Passage to read:
Common examples: Laparoscopic cholecystectomy + laparoscopic appendectomy; sacrocolpopexy + midurethral sling; right hemicolectomy + liver biopsy.

Documentation: Each procedure must have its own indication documented preoperatively. A second procedure added intraoperatively without preoperative indication is harder to defend on audit.

Add-on codes are exempt: Never append –51 to add-on codes (designated with “+” in CPT or ZZZ global period), which are by definition performed with a primary procedure.

Modifier –78: Return to OR Within Global Period

Used when a patient requires a return to the operating room for a complication related to the original procedure, within its global period. Bills at a reduced rate since the preoperative work is already bundled. Medicare pays only the intraoperative component of the fee (the fraction varies by CPT code, commonly around 70% for major procedures, but this is not a fixed rule).

Documentation: The return operative note must document the complication, the relationship to the original procedure, and the work performed. “Return to OR for postoperative hemorrhage following laparoscopic cholecystectomy performed [date]” is the minimum.

Check your understanding:
**1.** Name every procedure pairing that the modifier passage gives as a common example.
**2.** Answer these questions from the modifier passage:
(a) How are add-on codes designated?
(b) Under Modifier –78, which component of the fee does Medicare pay?
(c) What must be documented preoperatively for each procedure?

Recorded information:
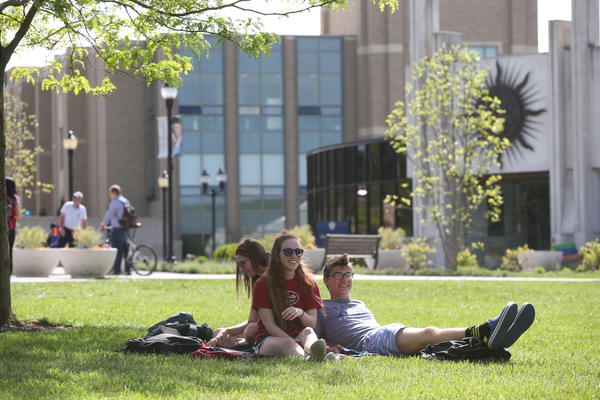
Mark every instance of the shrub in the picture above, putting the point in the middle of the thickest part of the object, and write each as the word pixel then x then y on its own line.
pixel 31 237
pixel 303 233
pixel 391 238
pixel 87 238
pixel 225 252
pixel 466 259
pixel 590 253
pixel 510 260
pixel 416 253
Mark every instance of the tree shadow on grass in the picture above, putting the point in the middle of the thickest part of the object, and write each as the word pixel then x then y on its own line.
pixel 86 362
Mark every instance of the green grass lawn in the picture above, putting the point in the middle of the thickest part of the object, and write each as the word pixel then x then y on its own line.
pixel 557 358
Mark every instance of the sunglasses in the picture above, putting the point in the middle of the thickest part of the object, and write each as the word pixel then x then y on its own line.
pixel 338 275
pixel 289 252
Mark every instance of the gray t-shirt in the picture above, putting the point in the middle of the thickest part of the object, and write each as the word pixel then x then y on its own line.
pixel 345 322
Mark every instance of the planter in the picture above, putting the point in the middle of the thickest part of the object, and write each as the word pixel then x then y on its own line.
pixel 390 259
pixel 313 259
pixel 88 262
pixel 549 259
pixel 35 262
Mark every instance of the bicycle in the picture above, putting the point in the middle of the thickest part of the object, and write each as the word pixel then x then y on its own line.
pixel 141 258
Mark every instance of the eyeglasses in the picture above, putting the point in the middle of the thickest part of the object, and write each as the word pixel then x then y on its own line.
pixel 338 275
pixel 240 264
pixel 288 252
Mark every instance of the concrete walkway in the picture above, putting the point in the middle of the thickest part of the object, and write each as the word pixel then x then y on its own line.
pixel 59 276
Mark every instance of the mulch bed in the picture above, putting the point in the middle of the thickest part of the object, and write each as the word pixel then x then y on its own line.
pixel 32 325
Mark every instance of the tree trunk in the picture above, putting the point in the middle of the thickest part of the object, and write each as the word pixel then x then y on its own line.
pixel 5 305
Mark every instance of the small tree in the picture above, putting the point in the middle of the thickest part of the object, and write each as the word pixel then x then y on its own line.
pixel 21 149
pixel 450 133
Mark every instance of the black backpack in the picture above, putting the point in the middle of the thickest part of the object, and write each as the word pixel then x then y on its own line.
pixel 130 218
pixel 163 344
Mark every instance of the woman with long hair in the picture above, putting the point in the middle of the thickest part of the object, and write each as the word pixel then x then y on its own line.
pixel 287 299
pixel 13 212
pixel 251 260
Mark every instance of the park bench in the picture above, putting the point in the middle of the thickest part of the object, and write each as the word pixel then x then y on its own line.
pixel 354 244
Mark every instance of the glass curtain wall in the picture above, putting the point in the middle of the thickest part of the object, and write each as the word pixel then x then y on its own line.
pixel 201 109
pixel 319 66
pixel 261 153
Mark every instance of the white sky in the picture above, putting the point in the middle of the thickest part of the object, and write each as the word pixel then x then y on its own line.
pixel 309 24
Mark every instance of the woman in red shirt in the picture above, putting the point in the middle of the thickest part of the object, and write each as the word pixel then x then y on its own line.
pixel 251 259
pixel 287 299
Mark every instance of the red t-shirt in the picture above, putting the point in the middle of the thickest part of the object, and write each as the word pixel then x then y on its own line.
pixel 297 296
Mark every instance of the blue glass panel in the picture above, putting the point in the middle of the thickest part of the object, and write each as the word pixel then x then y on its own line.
pixel 189 169
pixel 308 123
pixel 331 123
pixel 272 169
pixel 308 62
pixel 271 63
pixel 247 63
pixel 330 138
pixel 272 142
pixel 211 89
pixel 302 170
pixel 211 124
pixel 215 110
pixel 308 141
pixel 250 171
pixel 273 123
pixel 190 109
pixel 330 62
pixel 272 110
pixel 332 44
pixel 248 89
pixel 271 89
pixel 309 110
pixel 191 142
pixel 308 89
pixel 212 142
pixel 307 43
pixel 331 89
pixel 250 142
pixel 250 124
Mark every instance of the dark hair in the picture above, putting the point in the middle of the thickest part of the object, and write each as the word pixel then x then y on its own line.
pixel 338 261
pixel 259 257
pixel 275 283
pixel 11 187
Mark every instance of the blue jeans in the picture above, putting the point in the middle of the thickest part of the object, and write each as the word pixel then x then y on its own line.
pixel 118 240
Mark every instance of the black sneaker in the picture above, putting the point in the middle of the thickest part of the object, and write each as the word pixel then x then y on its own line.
pixel 499 325
pixel 523 321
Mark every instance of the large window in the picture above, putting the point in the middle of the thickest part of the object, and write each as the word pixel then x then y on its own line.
pixel 201 106
pixel 261 152
pixel 319 65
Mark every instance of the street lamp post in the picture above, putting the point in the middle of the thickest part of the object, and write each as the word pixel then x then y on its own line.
pixel 163 184
pixel 70 144
pixel 169 94
pixel 205 179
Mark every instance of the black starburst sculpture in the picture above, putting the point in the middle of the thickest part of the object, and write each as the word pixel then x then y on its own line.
pixel 516 99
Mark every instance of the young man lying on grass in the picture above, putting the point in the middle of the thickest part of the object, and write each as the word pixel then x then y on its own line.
pixel 349 323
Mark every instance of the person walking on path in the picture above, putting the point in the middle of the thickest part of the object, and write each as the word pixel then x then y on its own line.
pixel 73 215
pixel 118 236
pixel 13 212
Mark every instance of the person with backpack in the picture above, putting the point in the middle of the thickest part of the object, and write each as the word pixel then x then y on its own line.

List of solutions:
**1.**
- Laparoscopic cholecystectomy + laparoscopic appendectomy
- Sacrocolpopexy + midurethral sling
- Right hemicolectomy + liver biopsy

**2.**
(a) With "+" in CPT or a ZZZ global period.
(b) Only the intraoperative component.
(c) Its own indication.